**Material for the task:**

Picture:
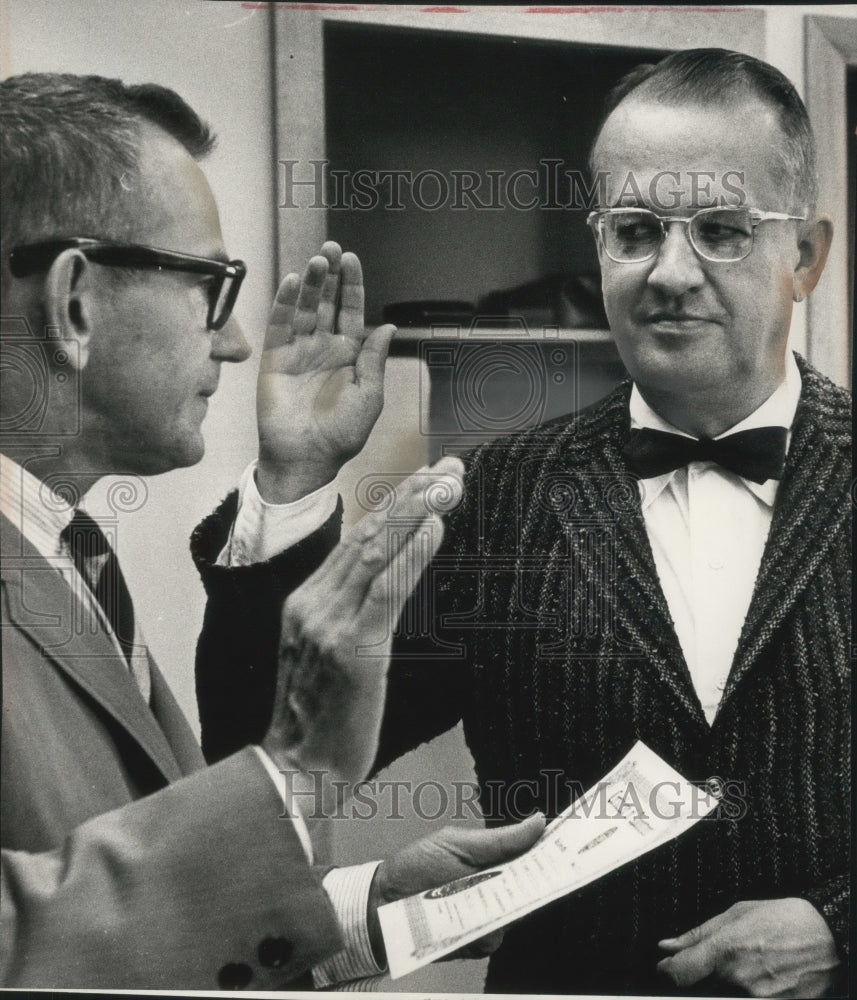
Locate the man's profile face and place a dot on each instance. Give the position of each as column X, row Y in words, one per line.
column 153, row 363
column 683, row 324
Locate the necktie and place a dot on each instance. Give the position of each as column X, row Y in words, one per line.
column 757, row 454
column 96, row 562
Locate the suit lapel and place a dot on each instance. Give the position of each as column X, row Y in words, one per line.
column 808, row 515
column 42, row 604
column 641, row 617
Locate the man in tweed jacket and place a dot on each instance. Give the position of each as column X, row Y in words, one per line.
column 589, row 595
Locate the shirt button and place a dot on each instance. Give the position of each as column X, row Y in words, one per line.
column 275, row 952
column 234, row 976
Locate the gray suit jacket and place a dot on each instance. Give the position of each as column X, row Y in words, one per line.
column 126, row 862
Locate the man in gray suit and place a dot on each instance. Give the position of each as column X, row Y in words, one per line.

**Exercise details:** From the line that contains "Locate the shirt" down to the last line of the listing above, repeat each line exactly, and include nothing else.

**Answer to the problem:**
Locate the shirt button and place a dot on each instance. Give the position of each as column X, row Y in words, one per line.
column 275, row 952
column 234, row 976
Locate the gray suit jacket and place a dot on each instance. Give the position of each as column X, row Y in words, one per line.
column 126, row 862
Locate the man in gray suit and place a dot on each instance. Give the position of each as column X, row Y in words, one per line.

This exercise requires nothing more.